WHAT IS EXPECTED - In the Dara Torres profile, copy the passage from "A hard, cold" to "of other athletes.", renaming "lightning alarm" as "weather siren".

TEXT -
• • • •

SELECCIONES: Never Say Never

— -- Dara Torres

A hard, cold rain sweeps over an outdoor pool at the Coral Springs Aquatic Complex in South Florida, driving bystanders to huddle under an awning. In the pool, Dara Torres keeps swimming. Lap after methodical lap, flip turn after flip turn, she cuts through her lane with a muscular freestyle. And when lifeguards sound a lightning alarm, warning the swimmers out of the pool, she persists, refusing to be deterred even as the storm builds. At 41, nearly twice the age of most world-class athletes in her sport, Torres has become the first over-40 swimmer to compete in the Olympic Games. The three silver medals she got in Beijing is her answer to the dismissive comments of other athletes.

"Some competitors of mine say I'm too old," says Torres, a four-time Olympian who's won four gold medals and is the mother of a two-year-old girl. "Someone was quoted saying, 'I don't know why she's still swimming. She should be staying home taking care of her kid.' As long as I'm swimming as fast as they are, what's the problem?"

• • • •

Stored items from a collection:
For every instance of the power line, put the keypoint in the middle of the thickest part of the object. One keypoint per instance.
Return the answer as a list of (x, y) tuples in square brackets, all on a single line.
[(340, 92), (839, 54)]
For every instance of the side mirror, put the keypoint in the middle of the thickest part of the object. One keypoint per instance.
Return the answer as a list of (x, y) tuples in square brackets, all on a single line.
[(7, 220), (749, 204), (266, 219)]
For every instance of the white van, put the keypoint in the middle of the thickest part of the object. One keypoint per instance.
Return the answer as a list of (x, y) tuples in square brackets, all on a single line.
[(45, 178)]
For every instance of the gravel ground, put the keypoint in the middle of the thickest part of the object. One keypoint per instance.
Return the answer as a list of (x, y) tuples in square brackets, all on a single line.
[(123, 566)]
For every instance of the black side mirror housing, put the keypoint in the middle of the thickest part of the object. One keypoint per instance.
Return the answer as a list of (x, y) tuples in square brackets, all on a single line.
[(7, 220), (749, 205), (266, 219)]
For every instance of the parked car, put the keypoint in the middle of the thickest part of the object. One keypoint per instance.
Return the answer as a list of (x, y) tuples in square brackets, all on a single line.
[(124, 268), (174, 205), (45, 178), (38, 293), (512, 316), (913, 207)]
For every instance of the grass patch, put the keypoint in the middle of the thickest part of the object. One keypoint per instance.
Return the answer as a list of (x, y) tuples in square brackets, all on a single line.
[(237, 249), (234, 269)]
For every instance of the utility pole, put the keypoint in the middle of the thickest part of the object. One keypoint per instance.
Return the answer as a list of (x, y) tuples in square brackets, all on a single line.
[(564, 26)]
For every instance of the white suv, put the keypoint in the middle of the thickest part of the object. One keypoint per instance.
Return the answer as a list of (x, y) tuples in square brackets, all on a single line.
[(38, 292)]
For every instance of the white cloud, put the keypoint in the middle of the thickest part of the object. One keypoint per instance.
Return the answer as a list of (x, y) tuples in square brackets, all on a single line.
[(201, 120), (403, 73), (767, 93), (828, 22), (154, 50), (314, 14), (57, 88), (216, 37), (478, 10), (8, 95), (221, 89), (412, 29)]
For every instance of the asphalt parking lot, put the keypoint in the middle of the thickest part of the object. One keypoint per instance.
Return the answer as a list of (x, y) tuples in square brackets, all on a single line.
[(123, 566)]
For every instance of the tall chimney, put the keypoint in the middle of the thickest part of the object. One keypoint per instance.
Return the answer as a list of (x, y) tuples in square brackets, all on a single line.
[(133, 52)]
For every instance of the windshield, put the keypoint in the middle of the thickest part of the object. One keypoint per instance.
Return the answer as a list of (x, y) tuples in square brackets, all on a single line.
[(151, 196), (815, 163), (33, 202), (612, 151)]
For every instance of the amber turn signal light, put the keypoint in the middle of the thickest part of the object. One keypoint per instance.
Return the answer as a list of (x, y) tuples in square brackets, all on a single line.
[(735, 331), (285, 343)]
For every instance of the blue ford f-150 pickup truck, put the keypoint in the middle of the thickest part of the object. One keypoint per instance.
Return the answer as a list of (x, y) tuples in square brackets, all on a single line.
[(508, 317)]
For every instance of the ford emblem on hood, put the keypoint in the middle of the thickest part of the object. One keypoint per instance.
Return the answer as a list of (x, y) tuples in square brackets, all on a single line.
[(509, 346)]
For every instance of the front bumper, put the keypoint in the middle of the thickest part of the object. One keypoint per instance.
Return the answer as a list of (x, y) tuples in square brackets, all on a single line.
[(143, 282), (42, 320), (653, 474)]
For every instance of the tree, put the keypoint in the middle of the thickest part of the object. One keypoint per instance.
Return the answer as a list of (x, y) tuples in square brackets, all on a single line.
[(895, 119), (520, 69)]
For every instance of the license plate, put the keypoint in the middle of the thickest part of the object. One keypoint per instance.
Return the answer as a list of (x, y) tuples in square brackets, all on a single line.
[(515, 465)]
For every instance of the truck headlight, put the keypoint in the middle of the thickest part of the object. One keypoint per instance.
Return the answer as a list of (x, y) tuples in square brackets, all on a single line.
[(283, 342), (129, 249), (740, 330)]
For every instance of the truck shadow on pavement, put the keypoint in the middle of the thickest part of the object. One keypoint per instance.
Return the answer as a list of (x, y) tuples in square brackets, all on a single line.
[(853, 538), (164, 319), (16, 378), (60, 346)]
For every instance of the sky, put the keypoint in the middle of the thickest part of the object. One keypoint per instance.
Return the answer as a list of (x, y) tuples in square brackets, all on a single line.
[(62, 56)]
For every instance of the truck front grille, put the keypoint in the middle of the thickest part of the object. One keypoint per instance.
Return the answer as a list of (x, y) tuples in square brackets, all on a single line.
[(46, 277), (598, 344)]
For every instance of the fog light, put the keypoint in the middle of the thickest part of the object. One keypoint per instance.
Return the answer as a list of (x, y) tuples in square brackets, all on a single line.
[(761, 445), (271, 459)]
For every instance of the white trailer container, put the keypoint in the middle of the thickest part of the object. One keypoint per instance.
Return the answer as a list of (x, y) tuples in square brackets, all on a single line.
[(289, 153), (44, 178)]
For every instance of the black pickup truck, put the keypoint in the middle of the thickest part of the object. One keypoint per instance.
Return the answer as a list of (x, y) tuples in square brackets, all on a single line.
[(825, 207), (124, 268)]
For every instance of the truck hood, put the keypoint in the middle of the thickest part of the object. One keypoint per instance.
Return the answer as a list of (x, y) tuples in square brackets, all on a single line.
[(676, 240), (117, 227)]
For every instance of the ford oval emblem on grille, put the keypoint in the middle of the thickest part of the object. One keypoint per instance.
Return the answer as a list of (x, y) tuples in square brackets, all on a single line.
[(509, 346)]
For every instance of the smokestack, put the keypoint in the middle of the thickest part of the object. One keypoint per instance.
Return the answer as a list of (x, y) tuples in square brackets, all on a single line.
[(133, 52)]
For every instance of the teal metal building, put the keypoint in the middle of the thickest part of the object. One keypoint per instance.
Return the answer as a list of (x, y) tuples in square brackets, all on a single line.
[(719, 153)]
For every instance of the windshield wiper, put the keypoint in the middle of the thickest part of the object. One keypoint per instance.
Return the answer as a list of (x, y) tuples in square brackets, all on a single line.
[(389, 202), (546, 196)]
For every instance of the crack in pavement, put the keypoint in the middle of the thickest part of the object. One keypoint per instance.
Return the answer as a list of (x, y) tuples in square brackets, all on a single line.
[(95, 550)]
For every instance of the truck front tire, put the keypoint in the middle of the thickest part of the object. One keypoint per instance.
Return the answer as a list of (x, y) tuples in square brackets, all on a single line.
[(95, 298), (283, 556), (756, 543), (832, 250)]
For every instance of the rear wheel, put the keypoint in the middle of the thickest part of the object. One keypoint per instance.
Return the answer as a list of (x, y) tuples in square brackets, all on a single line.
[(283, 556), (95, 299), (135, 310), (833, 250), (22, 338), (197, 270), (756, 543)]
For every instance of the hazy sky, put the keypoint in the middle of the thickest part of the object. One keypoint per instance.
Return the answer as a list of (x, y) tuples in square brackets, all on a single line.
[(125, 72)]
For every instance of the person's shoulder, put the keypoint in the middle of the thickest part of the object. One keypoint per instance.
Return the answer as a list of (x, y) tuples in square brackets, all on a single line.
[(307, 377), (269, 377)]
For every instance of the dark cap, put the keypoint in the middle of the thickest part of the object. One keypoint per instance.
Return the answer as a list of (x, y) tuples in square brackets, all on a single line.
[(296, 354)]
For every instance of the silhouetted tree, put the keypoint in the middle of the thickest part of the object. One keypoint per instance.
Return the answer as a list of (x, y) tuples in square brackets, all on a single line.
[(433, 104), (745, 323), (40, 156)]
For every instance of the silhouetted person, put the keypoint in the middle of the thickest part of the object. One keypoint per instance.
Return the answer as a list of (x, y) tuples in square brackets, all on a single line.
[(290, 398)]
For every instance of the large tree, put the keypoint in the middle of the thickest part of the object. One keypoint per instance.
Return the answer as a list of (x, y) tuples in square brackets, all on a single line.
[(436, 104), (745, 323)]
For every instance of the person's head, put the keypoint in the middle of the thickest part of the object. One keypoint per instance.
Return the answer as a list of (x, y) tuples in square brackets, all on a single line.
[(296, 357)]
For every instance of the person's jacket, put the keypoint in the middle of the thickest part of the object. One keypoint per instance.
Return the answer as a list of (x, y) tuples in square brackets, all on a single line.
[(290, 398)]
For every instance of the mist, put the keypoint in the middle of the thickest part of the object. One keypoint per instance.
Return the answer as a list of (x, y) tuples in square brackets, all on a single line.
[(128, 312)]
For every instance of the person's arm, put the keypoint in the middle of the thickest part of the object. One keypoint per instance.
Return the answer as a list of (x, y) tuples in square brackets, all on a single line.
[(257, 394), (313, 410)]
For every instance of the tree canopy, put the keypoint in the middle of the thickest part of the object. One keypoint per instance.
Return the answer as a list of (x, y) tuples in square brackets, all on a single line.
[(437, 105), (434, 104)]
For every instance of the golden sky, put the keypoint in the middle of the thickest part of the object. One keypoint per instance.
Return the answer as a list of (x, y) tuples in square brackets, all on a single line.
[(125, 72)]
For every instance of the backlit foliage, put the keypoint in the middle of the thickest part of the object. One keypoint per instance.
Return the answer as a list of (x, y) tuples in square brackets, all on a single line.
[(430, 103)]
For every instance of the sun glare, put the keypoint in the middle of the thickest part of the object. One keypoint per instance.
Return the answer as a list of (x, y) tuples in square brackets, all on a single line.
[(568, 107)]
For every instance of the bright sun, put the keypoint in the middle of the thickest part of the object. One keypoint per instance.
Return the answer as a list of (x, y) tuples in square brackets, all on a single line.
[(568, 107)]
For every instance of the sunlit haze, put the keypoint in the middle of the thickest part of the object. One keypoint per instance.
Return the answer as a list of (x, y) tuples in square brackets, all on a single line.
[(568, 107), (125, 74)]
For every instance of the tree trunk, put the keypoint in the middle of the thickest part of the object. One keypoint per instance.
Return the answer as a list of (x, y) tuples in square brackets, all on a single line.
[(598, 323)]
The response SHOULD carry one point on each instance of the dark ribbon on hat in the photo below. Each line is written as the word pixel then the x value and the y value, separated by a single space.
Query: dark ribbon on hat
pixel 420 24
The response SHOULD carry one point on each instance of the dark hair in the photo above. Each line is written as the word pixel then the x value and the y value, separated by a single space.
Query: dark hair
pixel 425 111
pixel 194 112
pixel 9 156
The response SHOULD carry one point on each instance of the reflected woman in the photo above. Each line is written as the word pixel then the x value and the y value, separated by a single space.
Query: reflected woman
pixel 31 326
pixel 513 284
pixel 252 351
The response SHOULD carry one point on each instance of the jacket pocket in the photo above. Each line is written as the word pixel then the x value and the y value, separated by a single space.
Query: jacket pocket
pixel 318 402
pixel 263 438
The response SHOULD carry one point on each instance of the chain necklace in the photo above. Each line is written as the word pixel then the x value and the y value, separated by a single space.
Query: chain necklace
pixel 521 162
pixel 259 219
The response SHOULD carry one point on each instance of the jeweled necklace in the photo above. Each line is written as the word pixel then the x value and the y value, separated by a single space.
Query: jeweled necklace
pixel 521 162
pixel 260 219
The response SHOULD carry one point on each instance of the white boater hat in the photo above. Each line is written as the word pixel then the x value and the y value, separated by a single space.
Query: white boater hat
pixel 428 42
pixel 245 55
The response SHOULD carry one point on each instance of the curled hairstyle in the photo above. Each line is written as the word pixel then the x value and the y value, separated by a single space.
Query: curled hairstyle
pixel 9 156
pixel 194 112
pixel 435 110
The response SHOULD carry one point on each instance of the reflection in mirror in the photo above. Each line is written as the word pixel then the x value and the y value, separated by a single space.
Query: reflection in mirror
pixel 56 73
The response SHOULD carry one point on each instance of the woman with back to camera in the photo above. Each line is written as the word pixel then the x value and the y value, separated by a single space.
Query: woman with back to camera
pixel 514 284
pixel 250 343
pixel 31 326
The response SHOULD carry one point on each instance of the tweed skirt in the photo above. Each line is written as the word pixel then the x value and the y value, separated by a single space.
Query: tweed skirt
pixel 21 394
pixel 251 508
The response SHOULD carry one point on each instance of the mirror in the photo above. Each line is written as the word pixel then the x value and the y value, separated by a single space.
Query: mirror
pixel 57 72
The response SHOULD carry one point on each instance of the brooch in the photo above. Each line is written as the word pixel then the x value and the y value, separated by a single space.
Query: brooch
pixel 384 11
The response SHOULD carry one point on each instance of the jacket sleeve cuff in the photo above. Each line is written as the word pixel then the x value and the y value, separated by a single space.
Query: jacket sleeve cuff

• • • •

YOUR RESPONSE -
A hard, cold rain sweeps over an outdoor pool at the Coral Springs Aquatic Complex in South Florida, driving bystanders to huddle under an awning. In the pool, Dara Torres keeps swimming. Lap after methodical lap, flip turn after flip turn, she cuts through her lane with a muscular freestyle. And when lifeguards sound a weather siren, warning the swimmers out of the pool, she persists, refusing to be deterred even as the storm builds. At 41, nearly twice the age of most world-class athletes in her sport, Torres has become the first over-40 swimmer to compete in the Olympic Games. The three silver medals she got in Beijing is her answer to the dismissive comments of other athletes.